This is an archive of the discontinued LLVM Phabricator instance.

[RISCV] Use knowledge of VLEN to avoid over-aligning the stack
Needs ReviewPublic

Authored by frasercrmck on May 26 2022, 7:08 AM.

Details

Summary

With D125787, the size of the RVV portion of the stack is a
16-byte-aligned to help maintain the overall alignment of the stack as a
whole. Alignments of the RVV objects themselves are also correctly
aligned.

The naive implementation in that patch ensured these alignments while
ignoring the effect that the implicit multiplication by VLENB has on
alignment. Since VLEN is a power of two we often take on extra
alignment when calculating the final object offsets.

This patch now takes VLEN into account when calculating RVV object
offsets by reducing the required alignment by the known 8-byte multiple
we receive from VLEN.

Diff Detail

Event Timeline

frasercrmck created this revision.May 26 2022, 7:08 AM
Herald added a project: Restricted Project. · View Herald TranscriptMay 26 2022, 7:08 AM
frasercrmck requested review of this revision.May 26 2022, 7:09 AM

I'm a bit confused by this patch. Where does the VLEN > 32 bit come from? All I kind find in the spec is that VLEN >= ELEN, and must be a power of 2. Given ELEN only has to be 8, shouldn't the smallest VLEN also be 8? This seems like an utterly useless configuration, but the spec seems to allow it?

Record set |
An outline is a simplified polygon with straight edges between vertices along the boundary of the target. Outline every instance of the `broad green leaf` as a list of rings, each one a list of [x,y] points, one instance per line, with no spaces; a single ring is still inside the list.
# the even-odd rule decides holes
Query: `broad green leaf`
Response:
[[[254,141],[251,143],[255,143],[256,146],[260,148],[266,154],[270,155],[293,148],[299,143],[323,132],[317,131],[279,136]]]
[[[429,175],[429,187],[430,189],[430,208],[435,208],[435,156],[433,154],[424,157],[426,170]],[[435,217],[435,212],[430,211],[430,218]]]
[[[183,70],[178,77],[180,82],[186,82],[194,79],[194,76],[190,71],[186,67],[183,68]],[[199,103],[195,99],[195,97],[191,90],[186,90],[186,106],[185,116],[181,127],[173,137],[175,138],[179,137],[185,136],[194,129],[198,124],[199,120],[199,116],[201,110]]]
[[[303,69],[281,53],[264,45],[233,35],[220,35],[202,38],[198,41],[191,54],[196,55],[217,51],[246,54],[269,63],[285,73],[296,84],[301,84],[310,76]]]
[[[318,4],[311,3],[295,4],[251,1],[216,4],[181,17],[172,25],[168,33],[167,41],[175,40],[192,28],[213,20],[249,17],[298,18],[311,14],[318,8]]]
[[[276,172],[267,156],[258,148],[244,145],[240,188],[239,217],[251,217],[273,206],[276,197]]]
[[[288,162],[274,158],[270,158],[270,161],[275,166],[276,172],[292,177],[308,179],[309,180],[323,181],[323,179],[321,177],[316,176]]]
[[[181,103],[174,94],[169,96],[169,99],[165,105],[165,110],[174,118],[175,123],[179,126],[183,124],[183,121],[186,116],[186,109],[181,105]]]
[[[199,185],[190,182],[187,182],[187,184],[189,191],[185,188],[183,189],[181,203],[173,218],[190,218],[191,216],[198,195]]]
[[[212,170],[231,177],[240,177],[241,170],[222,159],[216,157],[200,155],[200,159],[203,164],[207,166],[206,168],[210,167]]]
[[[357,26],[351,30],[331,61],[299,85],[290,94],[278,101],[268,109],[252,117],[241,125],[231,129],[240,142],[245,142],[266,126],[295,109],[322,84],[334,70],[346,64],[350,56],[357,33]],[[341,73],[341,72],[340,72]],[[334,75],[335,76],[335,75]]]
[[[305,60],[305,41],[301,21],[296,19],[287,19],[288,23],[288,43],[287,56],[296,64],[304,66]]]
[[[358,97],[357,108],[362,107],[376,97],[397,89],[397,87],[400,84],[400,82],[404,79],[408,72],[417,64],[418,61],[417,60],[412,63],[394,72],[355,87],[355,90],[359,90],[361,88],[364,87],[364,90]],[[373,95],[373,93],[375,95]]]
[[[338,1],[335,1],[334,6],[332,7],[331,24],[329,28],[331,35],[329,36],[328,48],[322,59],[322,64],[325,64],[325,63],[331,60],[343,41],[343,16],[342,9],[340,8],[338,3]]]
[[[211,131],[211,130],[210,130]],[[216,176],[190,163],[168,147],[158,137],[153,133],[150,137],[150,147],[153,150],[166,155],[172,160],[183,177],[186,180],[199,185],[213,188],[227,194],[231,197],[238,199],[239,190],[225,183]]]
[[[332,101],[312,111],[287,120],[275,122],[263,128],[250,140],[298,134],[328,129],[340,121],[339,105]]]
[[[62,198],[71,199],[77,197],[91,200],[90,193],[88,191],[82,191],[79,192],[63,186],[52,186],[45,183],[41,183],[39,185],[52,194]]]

Task A | In the RISC-V stack alignment patch summary, by what amount does the patch reduce the required alignment when calculating RVV object offsets?
Task B | Copy out the listing from its first line through the line containing "# the even-odd rule decides holes", both included, character for character.

Expected answer A | By the known 8-byte multiple received from VLEN.

Expected answer B |
An outline is a simplified polygon with straight edges between vertices along the boundary of the target. Outline every instance of the `broad green leaf` as a list of rings, each one a list of [x,y] points, one instance per line, with no spaces; a single ring is still inside the list.
# the even-odd rule decides holes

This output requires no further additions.